Data provided:

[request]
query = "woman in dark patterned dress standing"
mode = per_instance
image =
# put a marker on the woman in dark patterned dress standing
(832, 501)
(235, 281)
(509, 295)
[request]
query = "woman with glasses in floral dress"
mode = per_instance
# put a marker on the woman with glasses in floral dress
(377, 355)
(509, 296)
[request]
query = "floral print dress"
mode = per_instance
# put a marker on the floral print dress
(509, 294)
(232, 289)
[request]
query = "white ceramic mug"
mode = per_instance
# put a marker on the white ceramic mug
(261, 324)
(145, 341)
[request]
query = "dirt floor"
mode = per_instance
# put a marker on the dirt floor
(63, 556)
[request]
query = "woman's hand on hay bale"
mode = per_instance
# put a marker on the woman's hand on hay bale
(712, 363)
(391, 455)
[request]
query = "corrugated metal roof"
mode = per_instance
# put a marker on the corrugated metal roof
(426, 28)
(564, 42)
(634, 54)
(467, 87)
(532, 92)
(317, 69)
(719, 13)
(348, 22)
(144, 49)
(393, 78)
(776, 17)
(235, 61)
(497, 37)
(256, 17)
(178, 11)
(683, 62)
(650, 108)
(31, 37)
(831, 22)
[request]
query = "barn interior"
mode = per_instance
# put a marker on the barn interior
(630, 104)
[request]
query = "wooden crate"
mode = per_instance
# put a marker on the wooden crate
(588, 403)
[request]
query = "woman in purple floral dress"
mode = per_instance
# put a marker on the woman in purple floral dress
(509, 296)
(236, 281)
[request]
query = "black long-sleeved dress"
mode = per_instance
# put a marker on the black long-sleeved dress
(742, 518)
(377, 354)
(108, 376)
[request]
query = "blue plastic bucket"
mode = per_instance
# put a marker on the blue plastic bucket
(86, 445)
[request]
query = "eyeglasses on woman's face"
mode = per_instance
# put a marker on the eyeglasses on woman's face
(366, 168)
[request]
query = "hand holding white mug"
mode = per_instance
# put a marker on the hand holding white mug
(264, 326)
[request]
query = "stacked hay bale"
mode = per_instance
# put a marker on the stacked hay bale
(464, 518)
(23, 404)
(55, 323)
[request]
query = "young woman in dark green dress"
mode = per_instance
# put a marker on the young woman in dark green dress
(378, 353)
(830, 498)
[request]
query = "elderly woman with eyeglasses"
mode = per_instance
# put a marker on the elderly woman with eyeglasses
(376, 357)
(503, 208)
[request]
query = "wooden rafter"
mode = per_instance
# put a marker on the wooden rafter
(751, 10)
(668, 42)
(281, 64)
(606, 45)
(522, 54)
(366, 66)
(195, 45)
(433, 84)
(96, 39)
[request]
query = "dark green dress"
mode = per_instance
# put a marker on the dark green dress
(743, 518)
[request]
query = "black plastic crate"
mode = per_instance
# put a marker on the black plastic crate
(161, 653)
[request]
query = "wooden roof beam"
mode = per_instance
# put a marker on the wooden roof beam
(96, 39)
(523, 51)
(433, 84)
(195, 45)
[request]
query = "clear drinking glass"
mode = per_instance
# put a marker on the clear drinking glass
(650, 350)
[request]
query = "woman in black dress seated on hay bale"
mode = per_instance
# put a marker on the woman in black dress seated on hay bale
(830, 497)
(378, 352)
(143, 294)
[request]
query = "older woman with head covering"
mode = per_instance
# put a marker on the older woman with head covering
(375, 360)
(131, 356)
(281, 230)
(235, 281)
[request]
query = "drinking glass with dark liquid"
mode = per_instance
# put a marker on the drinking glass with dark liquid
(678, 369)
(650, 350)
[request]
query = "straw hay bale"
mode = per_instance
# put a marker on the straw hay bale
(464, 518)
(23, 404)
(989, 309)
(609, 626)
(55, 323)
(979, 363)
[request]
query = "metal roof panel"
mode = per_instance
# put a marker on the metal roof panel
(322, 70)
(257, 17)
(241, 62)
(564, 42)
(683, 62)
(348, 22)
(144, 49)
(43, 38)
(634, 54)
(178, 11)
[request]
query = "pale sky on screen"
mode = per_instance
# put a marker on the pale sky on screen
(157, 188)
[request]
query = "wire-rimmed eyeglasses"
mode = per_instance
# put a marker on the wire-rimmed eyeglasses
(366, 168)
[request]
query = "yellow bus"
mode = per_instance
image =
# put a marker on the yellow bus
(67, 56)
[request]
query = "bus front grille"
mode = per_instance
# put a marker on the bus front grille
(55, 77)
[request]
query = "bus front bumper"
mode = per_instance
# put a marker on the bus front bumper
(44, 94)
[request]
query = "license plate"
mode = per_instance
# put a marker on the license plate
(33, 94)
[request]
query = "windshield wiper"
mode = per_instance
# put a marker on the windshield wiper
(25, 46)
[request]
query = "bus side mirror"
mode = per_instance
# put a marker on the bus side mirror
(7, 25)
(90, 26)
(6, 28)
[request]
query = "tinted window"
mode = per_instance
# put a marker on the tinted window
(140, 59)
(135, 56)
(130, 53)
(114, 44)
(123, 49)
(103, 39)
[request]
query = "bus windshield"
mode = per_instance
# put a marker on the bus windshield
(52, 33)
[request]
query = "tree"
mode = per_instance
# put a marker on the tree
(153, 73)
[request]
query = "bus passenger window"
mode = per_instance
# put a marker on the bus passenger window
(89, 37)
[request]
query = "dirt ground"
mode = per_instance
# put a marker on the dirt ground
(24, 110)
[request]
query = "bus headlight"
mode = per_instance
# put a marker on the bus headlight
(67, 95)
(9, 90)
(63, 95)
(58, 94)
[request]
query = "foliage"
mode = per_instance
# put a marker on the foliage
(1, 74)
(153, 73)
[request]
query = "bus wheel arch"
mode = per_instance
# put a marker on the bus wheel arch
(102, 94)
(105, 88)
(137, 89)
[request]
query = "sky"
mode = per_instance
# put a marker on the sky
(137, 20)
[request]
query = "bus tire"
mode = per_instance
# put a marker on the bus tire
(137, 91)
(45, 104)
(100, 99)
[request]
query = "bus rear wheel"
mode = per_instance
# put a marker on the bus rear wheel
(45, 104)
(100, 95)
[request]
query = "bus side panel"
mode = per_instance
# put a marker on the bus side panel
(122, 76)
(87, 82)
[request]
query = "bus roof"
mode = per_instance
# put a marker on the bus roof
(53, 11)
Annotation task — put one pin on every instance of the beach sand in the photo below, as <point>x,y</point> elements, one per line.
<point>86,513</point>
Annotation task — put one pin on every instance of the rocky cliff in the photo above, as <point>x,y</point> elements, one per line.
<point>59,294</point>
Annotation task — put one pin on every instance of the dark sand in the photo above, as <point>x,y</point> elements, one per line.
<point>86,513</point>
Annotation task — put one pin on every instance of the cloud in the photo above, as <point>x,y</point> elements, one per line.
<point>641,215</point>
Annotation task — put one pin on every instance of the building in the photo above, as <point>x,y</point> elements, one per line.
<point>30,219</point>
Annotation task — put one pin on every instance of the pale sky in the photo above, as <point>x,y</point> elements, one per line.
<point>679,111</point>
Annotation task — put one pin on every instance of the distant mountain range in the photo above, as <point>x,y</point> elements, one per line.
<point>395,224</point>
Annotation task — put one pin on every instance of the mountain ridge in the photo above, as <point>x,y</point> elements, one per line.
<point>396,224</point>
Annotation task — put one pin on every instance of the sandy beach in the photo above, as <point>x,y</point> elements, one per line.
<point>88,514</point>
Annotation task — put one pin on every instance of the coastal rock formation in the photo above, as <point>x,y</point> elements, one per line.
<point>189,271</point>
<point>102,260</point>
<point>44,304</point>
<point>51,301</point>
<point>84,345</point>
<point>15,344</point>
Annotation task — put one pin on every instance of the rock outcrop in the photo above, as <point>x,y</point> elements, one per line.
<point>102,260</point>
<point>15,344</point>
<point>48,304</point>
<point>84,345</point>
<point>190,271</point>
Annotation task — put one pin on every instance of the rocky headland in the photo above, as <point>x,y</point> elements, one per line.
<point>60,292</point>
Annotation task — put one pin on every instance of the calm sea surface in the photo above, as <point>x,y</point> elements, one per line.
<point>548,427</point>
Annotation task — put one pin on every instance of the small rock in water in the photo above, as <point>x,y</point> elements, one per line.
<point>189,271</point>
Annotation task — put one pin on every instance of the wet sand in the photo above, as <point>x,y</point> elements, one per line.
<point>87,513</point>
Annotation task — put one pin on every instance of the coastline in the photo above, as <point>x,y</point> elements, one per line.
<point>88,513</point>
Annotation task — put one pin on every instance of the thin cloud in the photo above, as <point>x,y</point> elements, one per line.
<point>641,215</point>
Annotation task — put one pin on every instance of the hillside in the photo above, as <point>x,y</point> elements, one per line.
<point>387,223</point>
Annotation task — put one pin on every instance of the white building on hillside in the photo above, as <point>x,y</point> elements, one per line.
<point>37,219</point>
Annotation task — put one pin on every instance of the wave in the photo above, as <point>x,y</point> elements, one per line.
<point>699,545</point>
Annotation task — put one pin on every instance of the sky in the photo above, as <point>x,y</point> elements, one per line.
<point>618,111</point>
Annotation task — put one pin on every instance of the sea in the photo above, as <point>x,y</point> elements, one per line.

Assignment: Having found the line that contains "of the thin", set down that line and all the rest through the end of the records, exactly.

Exercise solution:
Annotation task — put one pin on every instance of the thin cloud in the photo above, as <point>x,y</point> elements, one per line.
<point>641,215</point>
Annotation task — put one pin on every instance of the hillside in the photo above, as <point>x,y</point> elements, one per line.
<point>387,223</point>
Annotation task — put one pin on every instance of the white building on hillside in the photo above, as <point>x,y</point> elements, one per line.
<point>37,219</point>
Annotation task — put one pin on every instance of the wave in the photo above, as <point>x,y</point> elements, one per line.
<point>699,545</point>
Annotation task — put one pin on every instance of the sky in the photo above, as <point>x,y</point> elements, one per line.
<point>618,111</point>
Annotation task — put one pin on every instance of the sea in the photo above, as <point>x,y</point> elements, one per line.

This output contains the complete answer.